Rows from a pointing dataset:

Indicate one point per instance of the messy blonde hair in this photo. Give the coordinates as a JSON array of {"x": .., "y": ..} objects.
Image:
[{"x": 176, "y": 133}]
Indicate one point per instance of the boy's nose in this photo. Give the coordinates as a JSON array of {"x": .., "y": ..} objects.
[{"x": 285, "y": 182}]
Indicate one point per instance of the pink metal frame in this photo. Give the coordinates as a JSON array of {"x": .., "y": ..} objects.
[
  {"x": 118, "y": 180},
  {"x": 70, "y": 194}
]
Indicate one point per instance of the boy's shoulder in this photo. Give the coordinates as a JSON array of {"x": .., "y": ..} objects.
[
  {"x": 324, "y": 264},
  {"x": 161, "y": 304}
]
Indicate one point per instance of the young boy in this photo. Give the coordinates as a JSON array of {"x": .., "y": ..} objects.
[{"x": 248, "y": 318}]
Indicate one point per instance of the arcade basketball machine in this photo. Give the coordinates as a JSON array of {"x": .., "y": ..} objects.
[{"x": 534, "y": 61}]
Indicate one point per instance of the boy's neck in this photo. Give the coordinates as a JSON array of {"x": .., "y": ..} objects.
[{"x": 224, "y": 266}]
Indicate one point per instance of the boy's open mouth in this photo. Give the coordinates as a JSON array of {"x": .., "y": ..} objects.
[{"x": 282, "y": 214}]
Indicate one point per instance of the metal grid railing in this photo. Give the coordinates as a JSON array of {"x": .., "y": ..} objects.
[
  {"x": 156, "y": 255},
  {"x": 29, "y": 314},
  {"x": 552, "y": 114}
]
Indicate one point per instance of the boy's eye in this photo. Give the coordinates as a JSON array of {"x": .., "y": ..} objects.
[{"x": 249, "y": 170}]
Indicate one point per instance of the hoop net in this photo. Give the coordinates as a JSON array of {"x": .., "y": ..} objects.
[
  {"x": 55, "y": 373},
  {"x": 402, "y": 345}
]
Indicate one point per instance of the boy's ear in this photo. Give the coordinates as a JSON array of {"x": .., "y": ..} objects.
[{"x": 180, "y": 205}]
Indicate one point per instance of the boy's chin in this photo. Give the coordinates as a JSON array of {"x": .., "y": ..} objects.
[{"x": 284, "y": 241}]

* _Task_
Retype the entries exactly, including every line.

* _Worked solution_
Indicate one point per instance of the messy blonde hair in this photo. Give the coordinates as a JSON array of {"x": .., "y": ..} objects.
Image:
[{"x": 176, "y": 133}]
Indicate one point per instance of the boy's nose in this photo. Give the coordinates as a JSON array of {"x": .., "y": ..} objects.
[{"x": 285, "y": 182}]
Indicate one point per instance of the pink metal frame in this photo. Give the coordinates as a JSON array of {"x": .., "y": ..} objects.
[
  {"x": 118, "y": 180},
  {"x": 70, "y": 194}
]
Indicate one point per instance of the boy's shoulder in this photo. Give the coordinates as a JSON array of {"x": .., "y": ..} objects.
[
  {"x": 324, "y": 264},
  {"x": 161, "y": 304}
]
Indicate one point per instance of the young boy in this photo. Give the coordinates as a JSON array of {"x": .., "y": ..} objects.
[{"x": 248, "y": 318}]
Indicate one point per instance of the arcade basketball machine in this photo. Give the coordinates as a JSON array of {"x": .., "y": ..} objects.
[{"x": 534, "y": 61}]
Indicate one point per instance of the boy's neck in this photo. Give the coordinates as a JSON array of {"x": .., "y": ..} objects.
[{"x": 224, "y": 266}]
Indicate one point per instance of the boy's open mouth in this photo. Give the coordinates as a JSON array of {"x": .., "y": ..} objects.
[{"x": 282, "y": 214}]
Indicate one point per instance of the metal grid railing in this photo. Give the coordinates as a JSON array of {"x": .., "y": ..} objects.
[
  {"x": 156, "y": 255},
  {"x": 29, "y": 314},
  {"x": 552, "y": 114}
]
Indicate one point per instance of the boy's eye in this photo. Give the coordinates as a JSON array of {"x": .., "y": ..} objects.
[{"x": 249, "y": 170}]
Indicate one point per instance of the hoop net in this photo. Give the coordinates as a JSON array of {"x": .., "y": ..} objects.
[
  {"x": 55, "y": 373},
  {"x": 402, "y": 345}
]
Indicate one point per instance of the boy's ear in this photo. Give the coordinates as a JSON array of {"x": .., "y": ..} objects.
[{"x": 180, "y": 205}]
Indicate one point per instance of the boy's chin in this photo. Give the coordinates as a JSON array of {"x": .., "y": ..} objects.
[{"x": 284, "y": 241}]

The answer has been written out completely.